• _Page extract_:

+ + + +

AWS Global Infrastructure

AWS Global Infrastructure – An easy introduction

AWS Global Infrastructure is made up of Regions and Availability Zones. AWS Regions have physically distanced locations worldwide where AWS cluster data centers where you can launch AWS services. Each Region has multiple Availability Zones – a group of isolated data centers that use independent power grids, cooling systems, and networks. When you create an AWS account, you can use one of the 24 Regions available. You can also choose a different Region when you sign in to the AWS management console, run automation scripts, execute AWS CLI commands or deploy your cloud infrastructure defined in code (IaC) using tools like Terraform or AWS CDK.

A good understanding of AWS global cloud infrastructure is essential to achieving AWS Certified Solutions Architect Associate and AWS Certified Solutions Architect Professional certifications.

AWS Regions

AWS Region is designed to help cloud users isolate compute power, data, and networking in different geographic locations in AWS infrastructure. All regional AWS services are fully isolated within the AWS Region and not shared between other regions. When you create an S3 bucket, all your data in this S3 bucket is stored within the same AWS Region. If the data has to be transferred to another country or region, you can copy it manually or automatically, but AWS never does it without your request. Deployment of an application to several different AWS Regions is usually required when your business or cloud application has specific requirements for Disaster Recovery.

AWS Global Infrastructure_ Regions and Availability Zones - AWS Regions

You maintain complete control and ownership of your data in the region where your data is physically located. This makes it easy to meet regional compliance and data regulatory requirements.

If you need to transfer your data between Regions, AWS will charge you for such data transfer.

You can find a complete list of available AWS regions on the official AWS Regions and Availability Zones page.

How to list AWS Regions using AWS CLI?

To list AWS Regions using AWS CLI (command line interface), you need to execute the following command:

AWS_DEFAULT_OUTPUT=table aws ec2 describe-regions

where the –region argument contains the required AWS Region.

aws ec2 describe-regions
aws ec2 describe-regions

How many Regions are there in AWS?

+ + + +

• _Requests_:
1) Summarize the AWS infrastructure page in two sentences.
2) Return verbatim the portion of the AWS infrastructure page that begins at the words "How to list" and stops after the words "required AWS Region.".

• _Data excerpt_:
+ + + +

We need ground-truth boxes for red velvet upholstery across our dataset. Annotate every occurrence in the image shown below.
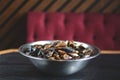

+ + + +

• _Outputs by task_:
1) AWS Global Infrastructure consists of Regions, which are physically distanced locations where AWS clusters data centers, and each Region contains multiple Availability Zones made up of isolated data centers with independent power grids, cooling systems, and networks. Regional AWS services are fully isolated within their Region, AWS never transfers data to another Region without the user's request, and transfers of data between Regions are charged.

2)
How to list AWS Regions using AWS CLI?

To list AWS Regions using AWS CLI (command line interface), you need to execute the following command:

AWS_DEFAULT_OUTPUT=table aws ec2 describe-regions

where the –region argument contains the required AWS Region.